## Work to be completed
Your task is to repeat, word for word, the line containing "Reviewer check: every instance of the sandy" and all lines that follow it to the end of the material, and no other lines.

## Provided data
*****

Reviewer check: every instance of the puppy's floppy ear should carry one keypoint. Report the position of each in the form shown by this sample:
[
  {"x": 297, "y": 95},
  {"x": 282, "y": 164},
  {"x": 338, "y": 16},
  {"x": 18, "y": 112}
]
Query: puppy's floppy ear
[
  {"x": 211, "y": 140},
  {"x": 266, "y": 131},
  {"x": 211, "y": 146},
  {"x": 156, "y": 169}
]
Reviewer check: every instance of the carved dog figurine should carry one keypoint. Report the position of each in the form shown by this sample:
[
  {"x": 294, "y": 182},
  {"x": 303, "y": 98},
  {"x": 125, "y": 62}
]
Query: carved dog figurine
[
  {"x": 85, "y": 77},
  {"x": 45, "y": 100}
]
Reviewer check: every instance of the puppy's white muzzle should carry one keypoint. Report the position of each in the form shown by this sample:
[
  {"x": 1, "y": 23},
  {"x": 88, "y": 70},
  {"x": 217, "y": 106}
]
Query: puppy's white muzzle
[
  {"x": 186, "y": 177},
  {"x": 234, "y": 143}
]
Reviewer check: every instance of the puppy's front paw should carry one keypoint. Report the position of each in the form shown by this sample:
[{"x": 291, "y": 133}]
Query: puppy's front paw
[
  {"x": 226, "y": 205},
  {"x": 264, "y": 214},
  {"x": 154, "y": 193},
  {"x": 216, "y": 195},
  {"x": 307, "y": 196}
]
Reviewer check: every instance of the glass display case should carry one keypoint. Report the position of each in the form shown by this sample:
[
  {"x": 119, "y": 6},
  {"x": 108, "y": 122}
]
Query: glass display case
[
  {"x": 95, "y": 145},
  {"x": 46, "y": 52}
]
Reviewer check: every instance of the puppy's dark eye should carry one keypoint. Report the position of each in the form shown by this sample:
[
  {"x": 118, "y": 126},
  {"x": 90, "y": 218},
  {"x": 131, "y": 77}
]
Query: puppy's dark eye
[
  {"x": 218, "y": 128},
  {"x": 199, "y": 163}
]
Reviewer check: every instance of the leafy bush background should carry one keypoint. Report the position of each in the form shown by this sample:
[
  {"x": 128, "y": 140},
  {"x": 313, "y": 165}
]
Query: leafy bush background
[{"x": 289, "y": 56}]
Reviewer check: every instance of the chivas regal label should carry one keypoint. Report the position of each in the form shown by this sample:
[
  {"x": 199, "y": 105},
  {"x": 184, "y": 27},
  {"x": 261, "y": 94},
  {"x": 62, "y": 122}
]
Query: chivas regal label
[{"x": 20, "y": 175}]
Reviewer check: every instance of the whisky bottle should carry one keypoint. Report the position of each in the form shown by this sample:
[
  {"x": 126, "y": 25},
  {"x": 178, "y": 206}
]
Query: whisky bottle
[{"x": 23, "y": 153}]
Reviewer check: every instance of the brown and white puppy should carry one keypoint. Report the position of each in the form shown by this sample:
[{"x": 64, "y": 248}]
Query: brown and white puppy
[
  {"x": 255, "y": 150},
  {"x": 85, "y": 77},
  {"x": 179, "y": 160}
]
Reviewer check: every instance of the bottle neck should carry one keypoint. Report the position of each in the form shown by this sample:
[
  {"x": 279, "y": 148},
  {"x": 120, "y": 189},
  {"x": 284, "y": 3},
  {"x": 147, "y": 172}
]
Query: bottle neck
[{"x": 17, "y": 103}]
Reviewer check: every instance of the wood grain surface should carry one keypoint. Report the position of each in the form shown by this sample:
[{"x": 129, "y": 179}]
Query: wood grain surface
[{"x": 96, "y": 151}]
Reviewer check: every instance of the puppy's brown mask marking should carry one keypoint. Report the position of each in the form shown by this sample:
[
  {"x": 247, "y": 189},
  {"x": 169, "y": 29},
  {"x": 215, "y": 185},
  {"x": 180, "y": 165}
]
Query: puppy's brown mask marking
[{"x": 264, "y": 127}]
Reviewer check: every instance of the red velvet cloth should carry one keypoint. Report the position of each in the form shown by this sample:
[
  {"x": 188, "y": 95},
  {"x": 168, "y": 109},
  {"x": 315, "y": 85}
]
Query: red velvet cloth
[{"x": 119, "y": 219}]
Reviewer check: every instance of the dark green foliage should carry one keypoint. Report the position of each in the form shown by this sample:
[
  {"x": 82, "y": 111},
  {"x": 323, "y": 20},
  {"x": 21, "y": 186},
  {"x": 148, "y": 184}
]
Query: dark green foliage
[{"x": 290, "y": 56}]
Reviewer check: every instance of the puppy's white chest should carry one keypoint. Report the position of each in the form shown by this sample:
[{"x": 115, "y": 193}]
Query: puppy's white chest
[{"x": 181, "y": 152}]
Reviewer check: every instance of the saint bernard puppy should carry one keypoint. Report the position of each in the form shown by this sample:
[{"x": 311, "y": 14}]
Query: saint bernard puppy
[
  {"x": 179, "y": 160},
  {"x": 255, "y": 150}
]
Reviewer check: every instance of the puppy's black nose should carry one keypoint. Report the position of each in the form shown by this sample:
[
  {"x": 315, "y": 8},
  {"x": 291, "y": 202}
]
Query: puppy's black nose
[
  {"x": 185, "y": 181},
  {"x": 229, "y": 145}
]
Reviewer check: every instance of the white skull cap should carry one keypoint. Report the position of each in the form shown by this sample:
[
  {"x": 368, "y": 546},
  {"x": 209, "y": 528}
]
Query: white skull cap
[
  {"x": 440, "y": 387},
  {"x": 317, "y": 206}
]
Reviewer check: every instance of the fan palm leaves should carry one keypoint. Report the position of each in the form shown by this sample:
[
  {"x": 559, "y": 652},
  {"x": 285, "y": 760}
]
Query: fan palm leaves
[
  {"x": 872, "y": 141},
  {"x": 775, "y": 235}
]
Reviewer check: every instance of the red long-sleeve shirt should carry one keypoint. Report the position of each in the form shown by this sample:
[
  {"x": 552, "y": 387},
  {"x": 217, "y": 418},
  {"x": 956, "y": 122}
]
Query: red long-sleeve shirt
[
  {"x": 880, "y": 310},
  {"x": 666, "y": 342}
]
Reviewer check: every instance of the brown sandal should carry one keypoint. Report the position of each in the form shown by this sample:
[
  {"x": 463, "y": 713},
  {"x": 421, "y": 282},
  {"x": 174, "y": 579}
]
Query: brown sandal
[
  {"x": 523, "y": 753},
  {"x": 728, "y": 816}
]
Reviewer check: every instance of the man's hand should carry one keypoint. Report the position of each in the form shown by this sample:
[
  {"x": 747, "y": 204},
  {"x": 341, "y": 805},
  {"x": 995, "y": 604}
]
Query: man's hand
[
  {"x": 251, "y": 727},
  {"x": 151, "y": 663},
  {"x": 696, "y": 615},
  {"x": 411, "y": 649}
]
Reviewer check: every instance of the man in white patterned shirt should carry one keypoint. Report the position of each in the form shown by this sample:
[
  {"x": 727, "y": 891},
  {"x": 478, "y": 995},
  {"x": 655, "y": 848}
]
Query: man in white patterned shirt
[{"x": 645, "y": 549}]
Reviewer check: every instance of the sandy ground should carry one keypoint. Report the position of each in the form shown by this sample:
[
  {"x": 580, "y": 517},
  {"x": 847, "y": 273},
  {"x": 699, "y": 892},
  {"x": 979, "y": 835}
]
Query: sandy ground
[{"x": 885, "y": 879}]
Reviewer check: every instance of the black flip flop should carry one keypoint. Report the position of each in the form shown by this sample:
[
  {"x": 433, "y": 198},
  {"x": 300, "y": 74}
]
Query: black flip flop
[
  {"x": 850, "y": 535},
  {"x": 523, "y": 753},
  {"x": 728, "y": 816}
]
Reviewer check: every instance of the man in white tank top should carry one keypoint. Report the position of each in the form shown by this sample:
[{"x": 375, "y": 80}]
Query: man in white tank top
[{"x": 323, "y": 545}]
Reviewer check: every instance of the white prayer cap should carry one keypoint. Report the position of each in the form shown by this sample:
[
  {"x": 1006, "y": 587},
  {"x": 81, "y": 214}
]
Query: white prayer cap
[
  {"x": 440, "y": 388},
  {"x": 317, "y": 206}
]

*****

## Solution for this task
Reviewer check: every instance of the sandy ground should carry one keypoint. Report the position of each in the form shown by this sample:
[
  {"x": 580, "y": 517},
  {"x": 847, "y": 273},
  {"x": 699, "y": 892},
  {"x": 979, "y": 835}
]
Query: sandy ground
[{"x": 885, "y": 879}]
Reviewer check: every instance of the black flip flop should carry one keypoint. Report the position of each in the form shown by this sample:
[
  {"x": 433, "y": 198},
  {"x": 300, "y": 74}
]
Query: black flip flop
[
  {"x": 850, "y": 535},
  {"x": 523, "y": 753},
  {"x": 728, "y": 816}
]
Reviewer check: every instance of the man in white tank top should carry one keypoint. Report the position of each in the form shown by this sample:
[{"x": 375, "y": 80}]
Query: man in white tank top
[{"x": 323, "y": 545}]
Reviewer check: every instance of the white prayer cap should carry one keypoint. Report the position of each in the form shown by this sample:
[
  {"x": 1006, "y": 587},
  {"x": 81, "y": 214}
]
Query: white prayer cap
[
  {"x": 440, "y": 388},
  {"x": 317, "y": 206}
]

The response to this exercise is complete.